## Entries supplied
● ● ● ● ●
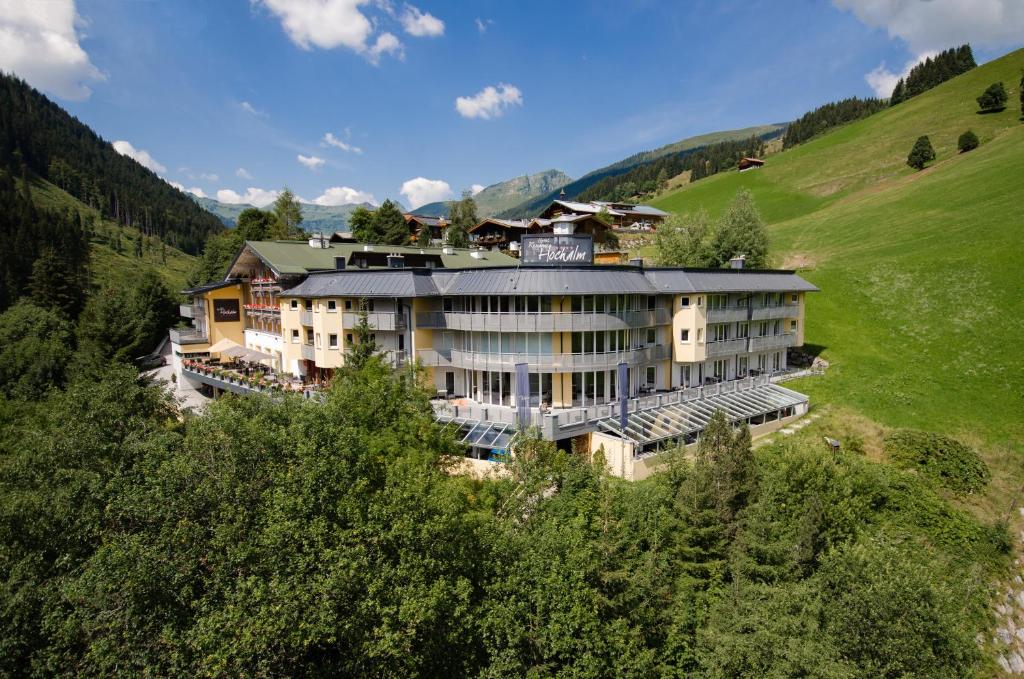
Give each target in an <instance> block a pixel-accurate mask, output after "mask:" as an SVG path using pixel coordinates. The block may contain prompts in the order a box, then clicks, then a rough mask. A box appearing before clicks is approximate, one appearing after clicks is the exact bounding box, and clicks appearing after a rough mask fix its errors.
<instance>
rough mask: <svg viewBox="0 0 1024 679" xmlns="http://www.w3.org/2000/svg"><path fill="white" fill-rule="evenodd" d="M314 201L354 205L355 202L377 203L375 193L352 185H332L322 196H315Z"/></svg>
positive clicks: (313, 201) (329, 203) (358, 202)
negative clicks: (358, 188)
mask: <svg viewBox="0 0 1024 679" xmlns="http://www.w3.org/2000/svg"><path fill="white" fill-rule="evenodd" d="M313 203H315V204H316V205H352V204H355V203H370V204H372V205H377V201H376V200H375V199H374V196H373V194H368V193H367V192H362V190H358V189H356V188H352V187H351V186H331V187H330V188H327V189H325V190H324V194H323V195H322V196H318V197H316V198H314V199H313Z"/></svg>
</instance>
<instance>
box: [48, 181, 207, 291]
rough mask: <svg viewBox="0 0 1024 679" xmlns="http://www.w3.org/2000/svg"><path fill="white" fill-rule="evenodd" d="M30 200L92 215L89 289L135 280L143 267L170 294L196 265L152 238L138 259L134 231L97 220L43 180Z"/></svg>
mask: <svg viewBox="0 0 1024 679" xmlns="http://www.w3.org/2000/svg"><path fill="white" fill-rule="evenodd" d="M32 198H33V201H34V202H35V203H36V205H38V206H39V207H41V208H45V209H48V210H62V211H67V210H72V211H76V212H81V213H86V214H90V215H92V218H93V220H94V234H93V237H92V242H91V251H90V255H91V271H92V284H93V286H95V287H102V286H105V285H124V284H127V283H128V282H130V281H132V280H134V279H137V278H138V277H139V275H140V274H141V272H142V271H143V270H145V269H146V268H153V269H155V270H156V271H157V272H158V273H160V275H161V277H162V278H163V279H164V281H165V282H166V283H167V285H168V287H169V288H170V289H171V290H172V291H173V292H175V293H177V292H178V291H179V290H181V289H182V288H184V287H185V281H186V279H187V278H188V273H189V271H191V269H193V268H194V267H195V265H196V257H193V256H191V255H187V254H185V253H183V252H181V251H180V250H175V249H174V248H172V247H170V246H166V248H164V249H161V248H160V246H159V244H158V243H157V241H155V240H154V239H150V240H148V241H147V242H146V248H145V250H144V252H143V255H142V257H141V258H139V257H136V256H135V241H136V240H137V239H138V238H139V231H138V229H135V228H130V227H127V226H120V225H118V224H116V223H114V222H113V221H110V220H105V219H101V218H100V216H99V213H98V212H97V211H96V210H94V209H92V208H90V207H89V206H87V205H85V204H83V203H81V202H80V201H78V199H76V198H75V197H74V196H72V195H71V194H68V193H66V192H63V190H61V189H60V188H58V187H57V186H54V185H53V184H51V183H49V182H47V181H45V180H43V179H36V180H34V181H32ZM115 234H119V235H120V240H121V252H120V253H119V252H117V251H116V250H115V248H114V242H115Z"/></svg>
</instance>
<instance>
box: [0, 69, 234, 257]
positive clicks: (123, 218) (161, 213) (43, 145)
mask: <svg viewBox="0 0 1024 679" xmlns="http://www.w3.org/2000/svg"><path fill="white" fill-rule="evenodd" d="M23 167H25V168H27V170H28V173H30V174H32V175H35V176H39V177H42V178H44V179H47V180H48V181H50V182H51V183H53V184H55V185H57V186H59V187H60V188H62V189H65V190H67V192H68V193H69V194H71V195H72V196H74V197H75V198H77V199H78V200H79V201H81V202H82V203H84V204H85V205H87V206H89V207H92V208H95V209H97V210H98V211H99V213H100V215H101V216H102V217H104V218H106V219H110V220H112V221H114V222H117V223H119V224H123V225H125V226H131V227H134V228H137V229H138V230H139V231H141V232H142V234H143V235H145V236H155V237H158V238H160V239H161V240H162V241H163V242H164V243H166V244H168V245H170V246H172V247H175V248H177V249H179V250H182V251H183V252H186V253H189V254H198V253H199V252H200V250H201V248H202V246H203V244H204V243H205V242H206V238H207V236H208V235H210V234H215V232H218V231H220V230H222V229H223V226H222V224H221V223H220V221H219V220H218V219H217V218H216V217H215V216H213V215H212V214H210V213H209V212H207V211H206V210H204V209H203V208H201V207H200V206H199V205H198V204H197V203H196V202H195V201H193V200H191V199H190V198H188V197H187V196H186V195H185V194H183V193H181V192H179V190H178V189H176V188H174V187H173V186H171V185H170V184H168V183H167V182H166V181H164V180H163V179H161V178H160V177H159V176H157V175H156V174H154V173H153V172H152V171H150V170H147V169H146V168H144V167H142V166H141V165H139V164H138V163H136V162H135V161H134V160H132V159H130V158H126V157H124V156H122V155H120V154H119V153H118V152H116V151H115V150H114V147H113V146H112V145H111V144H110V143H109V142H106V141H104V140H103V139H101V138H100V137H99V136H98V135H97V134H96V133H95V132H93V131H92V130H91V129H89V127H87V126H86V125H84V124H82V123H81V122H79V121H78V120H77V119H76V118H74V117H72V116H71V115H69V114H68V113H67V112H66V111H63V110H62V109H61V108H60V107H58V105H57V104H55V103H53V102H52V101H50V100H49V99H48V98H47V97H46V96H44V95H43V94H41V93H40V92H38V91H37V90H35V89H33V88H32V87H30V86H29V85H28V84H26V83H25V82H24V81H23V80H19V79H18V78H15V77H14V76H10V75H6V74H3V73H0V169H3V170H6V171H7V172H8V173H10V174H11V175H13V176H20V175H22V168H23Z"/></svg>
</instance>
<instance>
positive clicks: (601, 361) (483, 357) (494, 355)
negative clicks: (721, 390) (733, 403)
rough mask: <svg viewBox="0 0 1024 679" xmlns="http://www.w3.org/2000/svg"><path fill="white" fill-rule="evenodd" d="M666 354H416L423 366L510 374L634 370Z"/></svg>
mask: <svg viewBox="0 0 1024 679" xmlns="http://www.w3.org/2000/svg"><path fill="white" fill-rule="evenodd" d="M670 354H671V347H669V346H651V347H646V348H642V349H631V350H627V351H613V352H606V353H551V354H536V353H484V352H482V351H466V350H463V349H447V350H440V351H438V350H435V349H421V350H420V351H419V353H418V355H419V357H420V360H422V362H423V365H424V366H432V367H444V368H447V367H454V368H465V369H468V370H496V371H505V372H512V371H514V370H515V366H516V364H529V367H530V369H532V370H534V371H535V372H538V371H539V372H542V373H571V372H574V371H587V370H611V369H613V368H615V366H617V365H618V364H621V363H627V364H629V365H631V366H638V365H642V364H645V363H650V362H652V360H664V359H666V358H668V357H669V356H670Z"/></svg>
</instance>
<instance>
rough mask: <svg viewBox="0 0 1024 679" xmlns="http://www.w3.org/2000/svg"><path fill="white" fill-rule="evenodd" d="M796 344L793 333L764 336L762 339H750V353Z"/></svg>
mask: <svg viewBox="0 0 1024 679" xmlns="http://www.w3.org/2000/svg"><path fill="white" fill-rule="evenodd" d="M796 344H797V335H796V334H795V333H782V334H780V335H765V336H764V337H752V338H751V351H764V350H765V349H781V348H784V347H787V346H795V345H796Z"/></svg>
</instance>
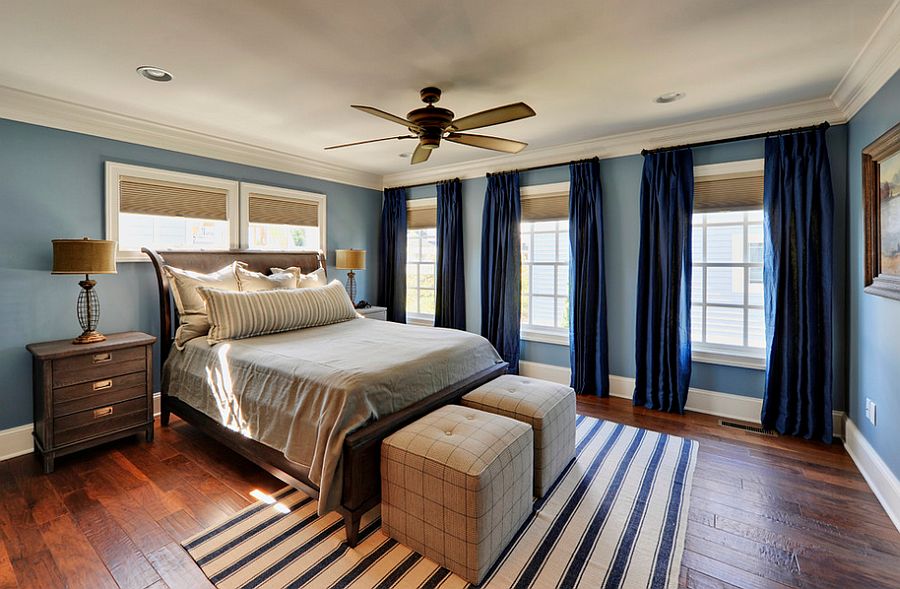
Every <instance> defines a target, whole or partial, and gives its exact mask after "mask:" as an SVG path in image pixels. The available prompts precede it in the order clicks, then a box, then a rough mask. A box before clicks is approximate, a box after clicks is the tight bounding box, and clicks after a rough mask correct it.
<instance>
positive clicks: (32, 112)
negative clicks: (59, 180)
mask: <svg viewBox="0 0 900 589" xmlns="http://www.w3.org/2000/svg"><path fill="white" fill-rule="evenodd" d="M0 118H4V119H11V120H15V121H21V122H24V123H32V124H35V125H42V126H45V127H52V128H54V129H62V130H65V131H74V132H76V133H83V134H86V135H94V136H97V137H104V138H107V139H115V140H118V141H126V142H129V143H137V144H139V145H147V146H150V147H158V148H161V149H168V150H171V151H178V152H182V153H189V154H191V155H198V156H202V157H209V158H213V159H218V160H225V161H228V162H234V163H238V164H245V165H249V166H256V167H260V168H266V169H270V170H278V171H281V172H288V173H291V174H298V175H301V176H308V177H310V178H319V179H321V180H329V181H332V182H339V183H341V184H351V185H353V186H362V187H365V188H374V189H376V190H381V187H382V184H381V176H380V175H379V174H373V173H370V172H363V171H359V170H354V169H352V168H346V167H343V166H336V165H334V164H329V163H326V162H321V161H318V160H314V159H312V158H307V157H304V156H301V155H296V154H292V153H288V152H284V151H279V150H276V149H270V148H267V147H262V146H259V145H253V144H250V143H245V142H241V141H234V140H232V139H226V138H224V137H218V136H215V135H209V134H206V133H199V132H197V131H191V130H188V129H184V128H181V127H176V126H172V125H164V124H161V123H156V122H153V121H149V120H146V119H141V118H137V117H130V116H126V115H121V114H117V113H114V112H110V111H107V110H102V109H99V108H93V107H90V106H85V105H82V104H76V103H74V102H69V101H66V100H59V99H57V98H50V97H48V96H43V95H40V94H33V93H31V92H25V91H22V90H16V89H14V88H9V87H6V86H0Z"/></svg>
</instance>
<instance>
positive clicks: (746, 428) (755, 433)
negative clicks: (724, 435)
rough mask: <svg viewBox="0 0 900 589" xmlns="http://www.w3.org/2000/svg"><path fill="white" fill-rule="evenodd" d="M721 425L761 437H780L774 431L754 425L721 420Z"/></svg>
mask: <svg viewBox="0 0 900 589" xmlns="http://www.w3.org/2000/svg"><path fill="white" fill-rule="evenodd" d="M719 425H721V426H722V427H730V428H732V429H740V430H744V431H745V432H750V433H754V434H759V435H761V436H772V437H773V438H774V437H777V436H778V434H777V433H775V431H773V430H770V429H765V428H763V427H761V426H758V425H753V424H750V423H740V422H738V421H727V420H725V419H720V420H719Z"/></svg>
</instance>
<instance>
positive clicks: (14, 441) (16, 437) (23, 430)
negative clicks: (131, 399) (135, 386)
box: [0, 393, 160, 462]
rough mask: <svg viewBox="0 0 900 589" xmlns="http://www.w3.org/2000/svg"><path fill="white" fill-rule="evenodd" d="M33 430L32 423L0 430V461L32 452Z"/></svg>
mask: <svg viewBox="0 0 900 589" xmlns="http://www.w3.org/2000/svg"><path fill="white" fill-rule="evenodd" d="M159 398H160V395H159V393H154V395H153V415H159V403H160V401H159ZM33 430H34V424H33V423H26V424H25V425H20V426H18V427H11V428H9V429H5V430H0V462H3V461H4V460H9V459H10V458H15V457H16V456H23V455H25V454H28V453H30V452H32V451H33V450H34V443H33V442H32V441H31V432H32V431H33Z"/></svg>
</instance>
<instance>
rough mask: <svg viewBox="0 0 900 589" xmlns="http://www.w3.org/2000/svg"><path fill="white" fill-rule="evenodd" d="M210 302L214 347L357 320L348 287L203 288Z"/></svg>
mask: <svg viewBox="0 0 900 589" xmlns="http://www.w3.org/2000/svg"><path fill="white" fill-rule="evenodd" d="M200 293H201V294H202V295H203V298H204V299H206V310H207V313H208V314H209V323H210V325H211V328H210V330H209V334H208V335H207V341H208V342H209V343H210V344H214V343H216V342H220V341H223V340H227V339H242V338H246V337H253V336H256V335H265V334H267V333H278V332H281V331H291V330H293V329H303V328H305V327H316V326H319V325H329V324H331V323H339V322H341V321H348V320H350V319H355V318H356V317H357V314H356V310H354V308H353V303H351V302H350V297H349V296H347V291H346V290H344V285H343V284H341V283H340V282H339V281H337V280H334V281H332V282H331V284H329V285H328V286H323V287H319V288H291V289H279V290H262V291H252V292H246V291H245V292H234V291H226V290H219V289H216V288H207V287H202V288H200Z"/></svg>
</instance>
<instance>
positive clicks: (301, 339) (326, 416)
mask: <svg viewBox="0 0 900 589" xmlns="http://www.w3.org/2000/svg"><path fill="white" fill-rule="evenodd" d="M498 362H501V359H500V357H499V356H498V355H497V352H496V351H495V350H494V348H493V347H492V346H491V344H490V343H489V342H488V341H487V340H486V339H484V338H482V337H480V336H478V335H474V334H472V333H467V332H464V331H457V330H453V329H437V328H433V327H419V326H414V325H403V324H398V323H390V322H386V321H377V320H373V319H354V320H351V321H345V322H343V323H336V324H333V325H326V326H323V327H313V328H309V329H301V330H298V331H291V332H286V333H279V334H274V335H265V336H259V337H253V338H249V339H244V340H233V341H226V342H222V343H219V344H216V345H214V346H210V345H209V344H208V343H207V342H206V339H205V338H197V339H194V340H191V341H190V342H188V344H187V345H186V346H185V349H184V350H182V351H178V350H175V349H173V350H172V352H171V353H170V355H169V358H168V360H167V361H166V364H165V366H164V367H163V388H164V390H166V392H167V393H168V394H169V395H172V396H175V397H177V398H179V399H181V400H182V401H184V402H186V403H188V404H189V405H191V406H192V407H194V408H196V409H198V410H199V411H201V412H203V413H204V414H206V415H208V416H209V417H212V418H213V419H215V420H216V421H218V422H220V423H222V424H223V425H226V426H227V427H230V428H232V429H234V430H237V431H240V432H241V433H243V434H244V435H246V436H248V437H250V438H252V439H254V440H256V441H258V442H262V443H263V444H266V445H268V446H270V447H272V448H275V449H277V450H279V451H281V452H283V453H284V455H285V457H286V458H288V459H289V460H291V461H293V462H296V463H297V464H298V465H299V466H300V467H301V468H302V469H305V470H306V471H307V472H308V477H309V479H310V480H311V481H312V482H313V483H315V484H316V485H317V486H318V487H319V490H320V498H319V513H320V514H322V515H324V514H325V513H327V512H328V511H331V510H332V509H334V508H335V507H337V506H338V505H339V504H340V500H341V480H342V474H343V473H342V468H341V453H342V449H343V444H344V438H345V437H346V436H347V434H349V433H350V432H352V431H354V430H356V429H359V428H360V427H362V426H364V425H366V424H368V423H370V422H372V421H374V420H376V419H379V418H381V417H383V416H385V415H389V414H391V413H395V412H397V411H399V410H401V409H404V408H405V407H408V406H409V405H412V404H413V403H415V402H416V401H419V400H421V399H424V398H425V397H427V396H429V395H431V394H433V393H436V392H438V391H439V390H441V389H443V388H445V387H447V386H450V385H453V384H455V383H457V382H460V381H462V380H464V379H465V378H467V377H469V376H472V375H473V374H476V373H478V372H480V371H482V370H486V369H488V368H490V367H491V366H493V365H495V364H497V363H498Z"/></svg>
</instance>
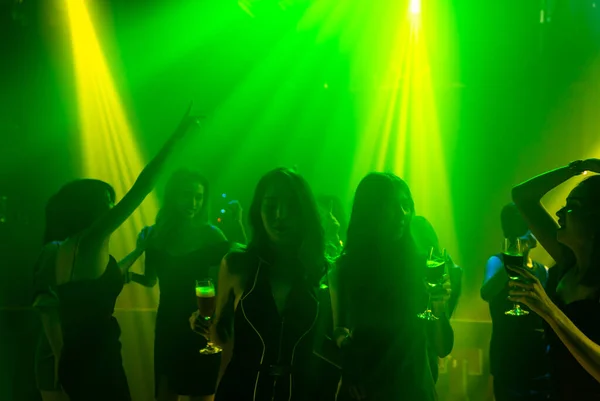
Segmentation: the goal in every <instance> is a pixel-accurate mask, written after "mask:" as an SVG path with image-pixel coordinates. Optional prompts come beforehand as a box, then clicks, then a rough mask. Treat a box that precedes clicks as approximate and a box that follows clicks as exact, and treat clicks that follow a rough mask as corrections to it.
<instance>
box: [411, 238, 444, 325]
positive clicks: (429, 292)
mask: <svg viewBox="0 0 600 401" xmlns="http://www.w3.org/2000/svg"><path fill="white" fill-rule="evenodd" d="M447 259H448V257H447V254H446V250H445V249H443V250H442V252H441V253H437V252H436V250H435V248H431V250H430V251H429V257H428V258H427V263H426V269H425V284H426V285H427V287H428V288H429V295H428V296H429V300H428V302H427V309H426V310H425V312H423V313H419V315H418V317H419V318H420V319H423V320H438V317H437V316H435V315H434V314H433V311H432V310H431V291H435V290H436V289H437V288H438V287H439V286H440V285H442V284H443V283H442V280H443V278H444V273H445V272H446V260H447Z"/></svg>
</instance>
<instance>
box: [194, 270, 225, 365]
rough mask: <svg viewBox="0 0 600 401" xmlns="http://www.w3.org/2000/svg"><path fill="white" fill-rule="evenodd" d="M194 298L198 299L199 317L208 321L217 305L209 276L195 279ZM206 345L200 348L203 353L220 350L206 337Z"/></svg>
mask: <svg viewBox="0 0 600 401" xmlns="http://www.w3.org/2000/svg"><path fill="white" fill-rule="evenodd" d="M196 299H197V300H198V312H199V313H200V317H201V318H202V319H204V320H205V321H206V322H209V321H210V320H211V319H212V317H213V315H214V314H215V309H216V306H217V297H216V293H215V285H214V283H213V281H212V280H211V279H209V278H206V279H203V280H196ZM207 341H208V342H207V343H206V347H204V348H203V349H201V350H200V353H201V354H203V355H213V354H218V353H219V352H221V351H222V349H221V348H220V347H218V346H217V345H215V344H213V343H212V342H211V341H210V339H207Z"/></svg>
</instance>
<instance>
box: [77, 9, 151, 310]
mask: <svg viewBox="0 0 600 401" xmlns="http://www.w3.org/2000/svg"><path fill="white" fill-rule="evenodd" d="M66 5H67V13H68V21H69V26H70V33H71V46H72V52H73V62H74V66H75V78H76V87H77V99H78V112H79V120H80V121H79V123H80V130H81V144H82V149H81V150H82V159H83V174H84V175H85V176H88V177H93V178H97V179H101V180H104V181H106V182H108V183H110V184H111V185H113V187H114V188H115V190H116V192H117V194H118V195H120V196H123V195H124V194H125V193H126V192H127V191H128V190H129V188H131V186H132V185H133V183H134V181H135V179H136V177H137V175H138V174H139V172H140V171H141V170H142V168H143V167H144V165H145V163H144V162H143V161H142V157H141V155H140V152H139V150H138V147H137V146H136V144H135V142H134V136H133V132H132V130H131V126H130V124H129V121H128V119H127V116H126V114H125V110H124V108H123V105H122V102H121V99H120V96H119V94H118V91H117V88H116V87H115V84H114V81H113V78H112V76H111V73H110V70H109V67H108V64H107V61H106V59H105V56H104V54H103V51H102V48H101V44H100V41H99V39H98V35H97V33H96V29H95V28H94V24H93V21H92V18H91V16H90V12H89V10H88V8H87V6H86V2H85V1H84V0H66ZM156 211H157V202H156V198H155V196H154V195H151V196H150V197H148V199H147V200H146V201H145V202H144V203H143V204H142V206H141V207H140V208H139V209H138V210H137V211H136V212H135V213H134V214H133V215H132V217H131V218H130V219H129V220H128V221H127V222H126V223H125V224H123V226H122V227H121V228H120V229H119V230H117V232H115V233H114V235H113V237H112V240H111V253H112V254H113V255H114V256H115V257H116V258H117V259H119V258H121V257H123V256H125V255H126V254H128V253H129V252H130V251H132V250H133V249H134V248H135V243H136V237H137V233H138V232H139V231H140V230H141V229H142V227H144V226H146V225H150V224H151V223H152V221H153V219H154V216H155V215H156ZM134 269H135V267H134ZM135 295H137V296H135ZM157 298H158V297H157V292H156V290H155V291H153V292H151V293H149V292H148V291H146V290H145V289H143V288H142V287H140V286H136V287H135V288H134V287H131V288H128V291H127V292H126V293H125V294H124V296H123V297H121V298H120V299H119V304H121V306H130V307H131V306H135V307H154V306H156V302H157Z"/></svg>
● ● ● ● ●
## Exercise
Pull out every line in the items above that contains the string "negative", treating uppercase and lowercase as distinct, and copy each such line.

## Written solution
negative clicks: (358, 188)
negative clicks: (721, 390) (733, 403)
negative clicks: (59, 180)
negative clicks: (724, 435)
negative clicks: (131, 399) (135, 386)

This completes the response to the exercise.